Requirements: The line containing "locate red suv tail" and every line after it, through the last, are to be extracted exactly; no other lines belong in the answer.

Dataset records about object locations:
============================================================

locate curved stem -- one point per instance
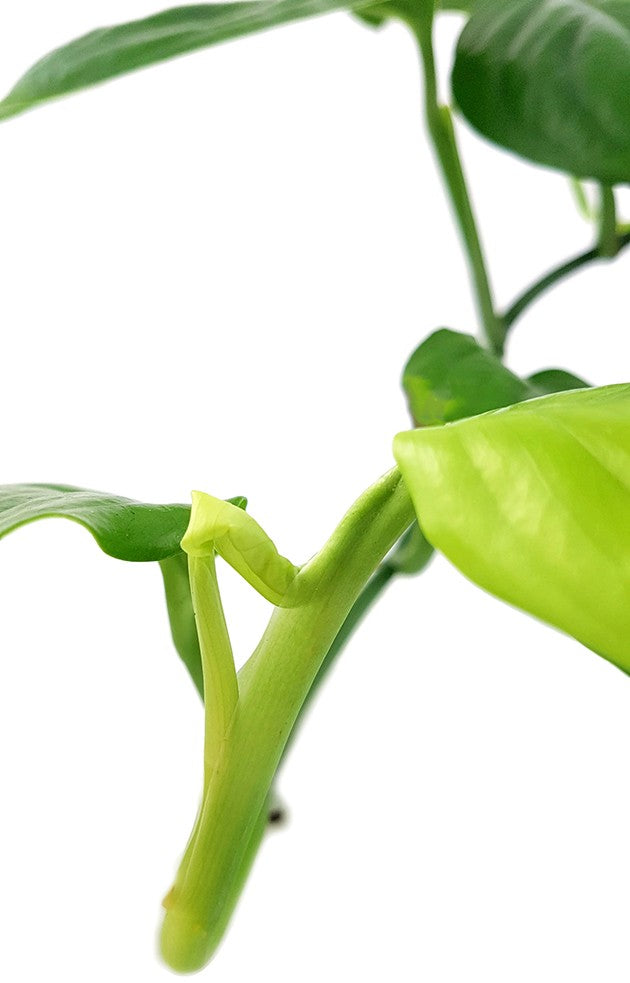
(441, 131)
(559, 273)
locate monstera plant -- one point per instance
(522, 483)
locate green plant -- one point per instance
(528, 500)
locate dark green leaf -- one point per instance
(550, 82)
(556, 381)
(123, 528)
(111, 51)
(450, 376)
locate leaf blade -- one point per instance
(532, 503)
(123, 528)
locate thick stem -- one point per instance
(441, 131)
(273, 685)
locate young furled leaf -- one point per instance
(550, 82)
(533, 504)
(450, 376)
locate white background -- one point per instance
(211, 274)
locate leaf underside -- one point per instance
(550, 81)
(532, 503)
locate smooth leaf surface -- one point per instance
(181, 615)
(112, 51)
(532, 503)
(123, 528)
(450, 376)
(549, 80)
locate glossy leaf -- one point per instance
(555, 381)
(550, 82)
(451, 376)
(112, 51)
(126, 530)
(533, 504)
(411, 555)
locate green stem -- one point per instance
(441, 131)
(608, 238)
(273, 685)
(559, 273)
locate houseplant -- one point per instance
(436, 365)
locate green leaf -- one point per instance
(532, 503)
(221, 527)
(126, 530)
(555, 381)
(111, 51)
(451, 376)
(550, 82)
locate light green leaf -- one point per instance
(550, 81)
(126, 530)
(112, 51)
(533, 504)
(451, 376)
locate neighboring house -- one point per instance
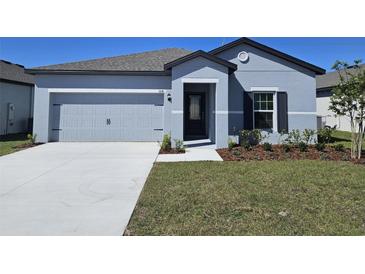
(16, 99)
(191, 95)
(325, 117)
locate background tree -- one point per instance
(348, 99)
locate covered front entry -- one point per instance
(199, 112)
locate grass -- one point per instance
(252, 198)
(10, 143)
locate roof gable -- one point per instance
(14, 73)
(332, 79)
(150, 61)
(269, 50)
(232, 67)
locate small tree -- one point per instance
(348, 99)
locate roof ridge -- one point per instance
(111, 57)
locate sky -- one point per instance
(32, 52)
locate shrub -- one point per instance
(179, 145)
(294, 137)
(236, 152)
(166, 142)
(320, 146)
(267, 147)
(324, 156)
(250, 138)
(308, 135)
(325, 135)
(32, 138)
(303, 146)
(231, 143)
(286, 148)
(339, 147)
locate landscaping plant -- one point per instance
(32, 138)
(166, 142)
(320, 146)
(267, 146)
(303, 146)
(231, 143)
(339, 147)
(308, 136)
(179, 145)
(348, 99)
(286, 148)
(249, 138)
(325, 135)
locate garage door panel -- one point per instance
(130, 117)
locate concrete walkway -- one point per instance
(72, 188)
(191, 154)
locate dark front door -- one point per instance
(194, 116)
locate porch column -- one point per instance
(41, 114)
(177, 111)
(221, 113)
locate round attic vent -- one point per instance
(243, 56)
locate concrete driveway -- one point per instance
(72, 188)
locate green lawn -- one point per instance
(10, 143)
(252, 198)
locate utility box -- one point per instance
(11, 116)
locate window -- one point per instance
(264, 110)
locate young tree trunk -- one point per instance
(353, 139)
(360, 140)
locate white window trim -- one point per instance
(275, 109)
(200, 80)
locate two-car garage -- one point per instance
(92, 116)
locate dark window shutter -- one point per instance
(282, 98)
(248, 110)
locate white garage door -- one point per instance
(107, 117)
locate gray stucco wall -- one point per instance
(21, 97)
(204, 69)
(265, 70)
(104, 84)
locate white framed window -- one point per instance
(264, 110)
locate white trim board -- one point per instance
(272, 89)
(95, 90)
(301, 113)
(228, 112)
(199, 80)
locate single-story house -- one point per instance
(191, 95)
(325, 117)
(16, 99)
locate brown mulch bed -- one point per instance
(171, 151)
(258, 153)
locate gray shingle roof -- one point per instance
(14, 72)
(330, 79)
(145, 61)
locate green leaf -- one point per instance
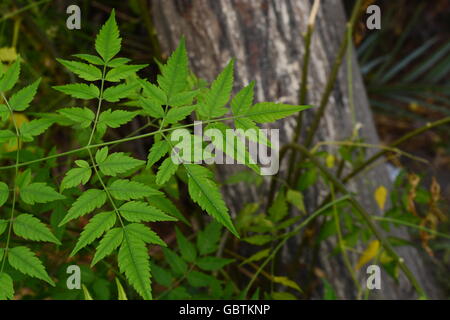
(135, 263)
(166, 170)
(137, 211)
(187, 249)
(208, 239)
(25, 261)
(118, 162)
(82, 116)
(101, 154)
(182, 98)
(126, 190)
(123, 72)
(117, 62)
(39, 192)
(107, 43)
(111, 241)
(175, 262)
(76, 176)
(217, 97)
(90, 58)
(34, 128)
(31, 228)
(4, 192)
(205, 192)
(10, 77)
(153, 92)
(98, 224)
(144, 233)
(257, 256)
(22, 98)
(120, 291)
(85, 71)
(151, 108)
(179, 113)
(157, 151)
(6, 287)
(87, 202)
(243, 100)
(173, 77)
(258, 239)
(79, 90)
(279, 208)
(114, 94)
(268, 111)
(116, 118)
(212, 263)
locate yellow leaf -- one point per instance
(368, 254)
(286, 282)
(330, 161)
(380, 196)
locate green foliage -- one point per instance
(110, 194)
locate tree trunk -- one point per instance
(265, 38)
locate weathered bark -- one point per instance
(265, 38)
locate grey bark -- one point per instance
(264, 36)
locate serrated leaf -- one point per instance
(187, 249)
(76, 176)
(6, 287)
(206, 193)
(10, 77)
(87, 202)
(153, 92)
(166, 170)
(79, 90)
(112, 239)
(82, 116)
(121, 295)
(134, 261)
(108, 42)
(116, 118)
(123, 72)
(22, 98)
(137, 211)
(98, 224)
(212, 263)
(218, 95)
(39, 192)
(151, 108)
(31, 228)
(179, 113)
(175, 262)
(101, 154)
(4, 192)
(269, 111)
(173, 77)
(115, 93)
(34, 128)
(144, 233)
(83, 70)
(117, 163)
(25, 261)
(157, 151)
(125, 190)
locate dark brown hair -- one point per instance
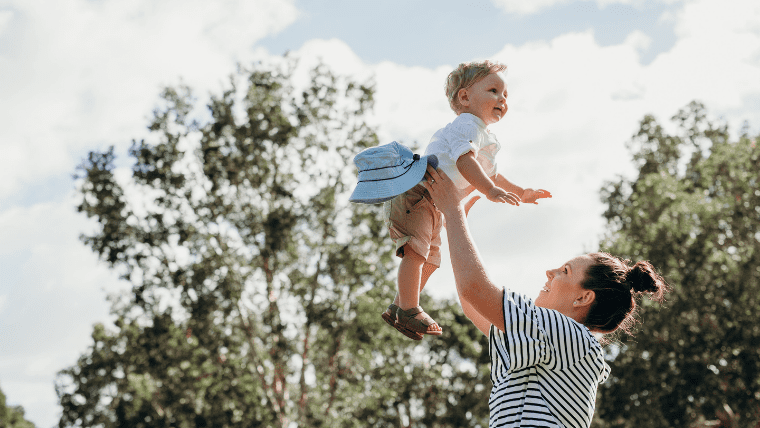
(617, 286)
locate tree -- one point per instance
(694, 212)
(12, 417)
(256, 287)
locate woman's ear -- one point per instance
(585, 299)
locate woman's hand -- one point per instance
(446, 196)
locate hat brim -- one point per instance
(375, 192)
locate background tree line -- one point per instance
(256, 288)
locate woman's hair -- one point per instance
(617, 285)
(467, 74)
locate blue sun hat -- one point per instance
(387, 171)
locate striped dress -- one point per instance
(545, 368)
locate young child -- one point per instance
(466, 151)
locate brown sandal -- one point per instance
(390, 317)
(407, 324)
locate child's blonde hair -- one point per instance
(466, 75)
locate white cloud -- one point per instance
(86, 74)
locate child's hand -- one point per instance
(497, 194)
(530, 196)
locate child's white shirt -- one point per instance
(466, 133)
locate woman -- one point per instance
(545, 362)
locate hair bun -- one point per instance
(642, 278)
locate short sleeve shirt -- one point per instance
(545, 368)
(465, 134)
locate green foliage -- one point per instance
(256, 287)
(12, 417)
(694, 212)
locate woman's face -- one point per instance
(563, 291)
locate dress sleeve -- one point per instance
(462, 138)
(536, 336)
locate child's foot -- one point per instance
(390, 317)
(415, 320)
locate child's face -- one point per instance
(486, 99)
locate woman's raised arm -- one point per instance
(473, 284)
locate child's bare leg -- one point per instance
(409, 279)
(410, 273)
(427, 270)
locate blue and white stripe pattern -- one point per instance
(545, 368)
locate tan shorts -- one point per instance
(413, 220)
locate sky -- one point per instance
(81, 75)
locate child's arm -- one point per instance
(471, 170)
(526, 195)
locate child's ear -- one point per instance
(464, 97)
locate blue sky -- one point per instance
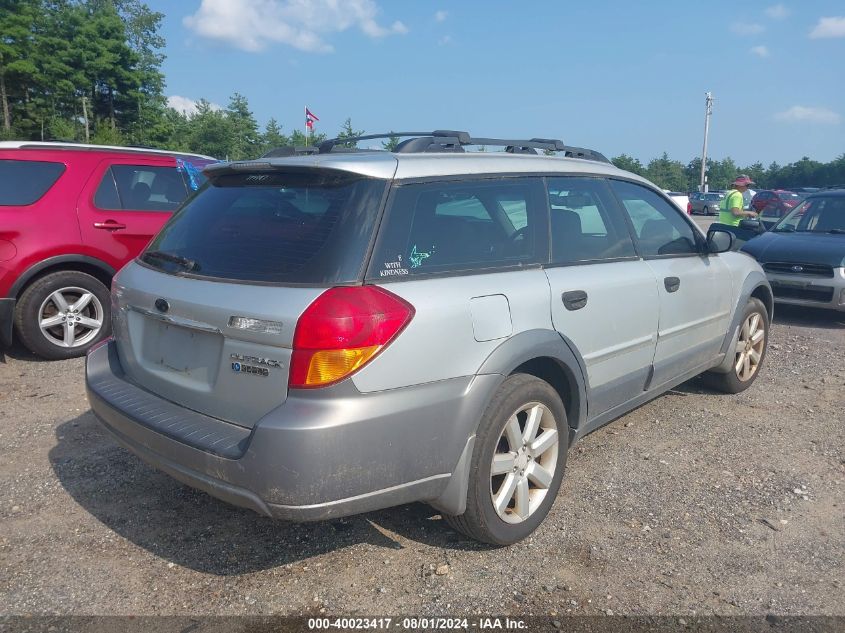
(616, 76)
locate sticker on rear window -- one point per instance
(393, 269)
(416, 258)
(190, 171)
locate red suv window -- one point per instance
(141, 188)
(23, 182)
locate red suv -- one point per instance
(70, 217)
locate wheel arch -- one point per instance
(764, 293)
(548, 356)
(78, 263)
(755, 286)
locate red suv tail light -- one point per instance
(343, 330)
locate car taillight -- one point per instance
(343, 330)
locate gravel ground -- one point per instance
(696, 503)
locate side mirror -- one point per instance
(719, 241)
(755, 226)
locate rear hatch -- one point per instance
(206, 316)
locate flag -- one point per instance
(310, 117)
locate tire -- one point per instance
(523, 397)
(53, 298)
(738, 378)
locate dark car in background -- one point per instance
(773, 204)
(705, 203)
(804, 253)
(71, 216)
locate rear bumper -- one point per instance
(322, 454)
(817, 292)
(7, 317)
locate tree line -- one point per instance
(676, 176)
(90, 71)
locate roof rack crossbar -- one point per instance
(445, 141)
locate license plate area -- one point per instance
(191, 354)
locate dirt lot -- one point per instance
(694, 503)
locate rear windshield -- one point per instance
(309, 227)
(23, 182)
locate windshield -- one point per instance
(815, 215)
(306, 227)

============================================================

Answer below:
locate red suv tail light -- one point per instance
(343, 330)
locate car taillight -- one point per instance
(343, 330)
locate gravel ground -- one point per instance
(696, 503)
locate side mirror -- one point per instance
(719, 241)
(755, 226)
locate rear hatch -- one point per instance
(206, 316)
locate flag -- one point per instance
(310, 117)
locate tire -- one point per instance
(523, 397)
(53, 298)
(738, 378)
locate dark car in background -- one point per instance
(773, 204)
(705, 203)
(804, 253)
(71, 216)
locate rear bumper -- one point per instance
(322, 454)
(817, 292)
(7, 317)
locate tree line -- one point per instance
(676, 176)
(90, 71)
locate roof rack crossbar -- one point per instance
(445, 141)
locate license plate area -- one point per instance
(191, 354)
locate dirt lot -- one point per instance
(694, 503)
locate rear windshield -- one point per instance
(309, 227)
(23, 182)
locate windshield -- one point per instance
(815, 215)
(306, 227)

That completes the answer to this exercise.